• **Seite**
——————

3483.04 WEL: Erfolgt die Abtretung der Liegenschaft gegen eine Nutzniessung oder ein Wohnrecht, so stellt der kapitalisierte Jahreswert des Wohnrechts oder der Nutzniessung einen Teil der Gegenleistung dar. Der Jahreswert entspricht dem Mietwert abzüglich jener Kosten, die vom EL-Bezüger im Zusammenhang mit der Nutzniessung oder dem Wohnrecht tatsächlich übernommen werden. Für die Bemessung des Mietwerts ist von demjenigen Ertrag auszugehen, der bei der Vermietung der Liegenschaft tatsächlich erzielt werden kann, d. h. von einem marktkonformen Mietzins.
3483.05 Die Kapitalisierung von wiederkehrenden Leistungen – insbesondere von Nutzniessungen und Wohnrechten – hat nach der „Tabelle zur Umrechnung von Kapitalleistungen in lebenslängliche Renten“, herausgegeben von der Eidg. Steuerverwaltung, zu erfolgen.

——————

• **Erfasste Daten**
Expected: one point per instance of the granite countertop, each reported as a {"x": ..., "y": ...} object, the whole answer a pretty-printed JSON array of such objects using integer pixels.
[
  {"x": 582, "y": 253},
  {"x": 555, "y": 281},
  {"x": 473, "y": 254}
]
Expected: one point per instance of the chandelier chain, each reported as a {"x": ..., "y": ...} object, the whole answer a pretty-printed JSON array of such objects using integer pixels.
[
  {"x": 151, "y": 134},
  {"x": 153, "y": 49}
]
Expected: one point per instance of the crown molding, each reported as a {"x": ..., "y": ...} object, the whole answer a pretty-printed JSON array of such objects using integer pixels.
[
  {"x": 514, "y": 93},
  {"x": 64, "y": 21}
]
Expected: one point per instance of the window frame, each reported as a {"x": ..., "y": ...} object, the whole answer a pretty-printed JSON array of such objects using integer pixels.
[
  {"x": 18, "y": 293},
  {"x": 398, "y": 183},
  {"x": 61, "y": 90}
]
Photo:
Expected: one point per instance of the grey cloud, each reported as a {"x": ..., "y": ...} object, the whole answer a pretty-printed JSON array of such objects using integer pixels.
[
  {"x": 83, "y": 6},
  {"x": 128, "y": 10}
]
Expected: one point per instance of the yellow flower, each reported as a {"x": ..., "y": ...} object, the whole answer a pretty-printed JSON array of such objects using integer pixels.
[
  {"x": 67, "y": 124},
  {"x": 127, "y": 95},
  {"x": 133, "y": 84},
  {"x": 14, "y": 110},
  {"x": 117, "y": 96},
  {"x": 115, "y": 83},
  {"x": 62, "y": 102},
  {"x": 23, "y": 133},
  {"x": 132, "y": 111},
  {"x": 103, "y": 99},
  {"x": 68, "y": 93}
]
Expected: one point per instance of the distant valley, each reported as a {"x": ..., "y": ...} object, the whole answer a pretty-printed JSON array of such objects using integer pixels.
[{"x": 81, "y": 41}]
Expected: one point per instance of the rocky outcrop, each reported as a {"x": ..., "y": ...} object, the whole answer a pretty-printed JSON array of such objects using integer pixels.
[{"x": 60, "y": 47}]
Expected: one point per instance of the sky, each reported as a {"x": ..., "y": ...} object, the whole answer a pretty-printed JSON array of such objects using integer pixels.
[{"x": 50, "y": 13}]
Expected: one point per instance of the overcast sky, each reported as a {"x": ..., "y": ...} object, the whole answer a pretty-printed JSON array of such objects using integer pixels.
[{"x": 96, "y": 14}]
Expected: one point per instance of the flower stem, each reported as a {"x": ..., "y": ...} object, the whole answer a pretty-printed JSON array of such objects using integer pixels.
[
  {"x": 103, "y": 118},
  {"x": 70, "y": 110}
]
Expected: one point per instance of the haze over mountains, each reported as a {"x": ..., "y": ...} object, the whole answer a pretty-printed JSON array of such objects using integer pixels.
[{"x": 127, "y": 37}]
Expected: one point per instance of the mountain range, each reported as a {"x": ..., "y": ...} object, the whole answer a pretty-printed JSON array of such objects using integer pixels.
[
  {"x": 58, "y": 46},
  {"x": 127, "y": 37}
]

——————

• **Aufgabe A**
Wie lautet im Text über Nutzniessung und Wohnrecht der Abschnitt von „3483.04 WEL: Erfolgt“ bis „Steuerverwaltung, zu erfolgen.“? Gib ihn wortgetreu wieder.
• **Aufgabe B**
Führe den Text über Nutzniessung und Wohnrecht im Anschluss an seinen letzten Satz weiter.

• **Erwartete Ausgabe A**
3483.04 WEL: Erfolgt die Abtretung der Liegenschaft gegen eine Nutzniessung oder ein Wohnrecht, so stellt der kapitalisierte Jahreswert des Wohnrechts oder der Nutzniessung einen Teil der Gegenleistung dar. Der Jahreswert entspricht dem Mietwert abzüglich jener Kosten, die vom EL-Bezüger im Zusammenhang mit der Nutzniessung oder dem Wohnrecht tatsächlich übernommen werden. Für die Bemessung des Mietwerts ist von demjenigen Ertrag auszugehen, der bei der Vermietung der Liegenschaft tatsächlich erzielt werden kann, d. h. von einem marktkonformen Mietzins.
3483.05 Die Kapitalisierung von wiederkehrenden Leistungen – insbesondere von Nutzniessungen und Wohnrechten – hat nach der „Tabelle zur Umrechnung von Kapitalleistungen in lebenslängliche Renten“, herausgegeben von der Eidg. Steuerverwaltung, zu erfolgen.

• **Erwartete Ausgabe B**
In der von Ihnen geschilderten Situation ist also ratsam, wenn so gewünscht ein Wohn- bzw. Nutzungsrecht klar zu vereinbaren und eventuell im Grundbuch einzutragen. Das vermindert den Betrag des Vermögensverzichts und erhöht die Chance bzw. den Betrag der EL-Leistungen.
Im Weiteren gilt, dass pro Jahr nach dem Vermögensverzicht ein Freibetrag von CHF 10'000 vom Verzichtsvermögen abzuziehen ist.
Ich hoffe, das dient Ihnen.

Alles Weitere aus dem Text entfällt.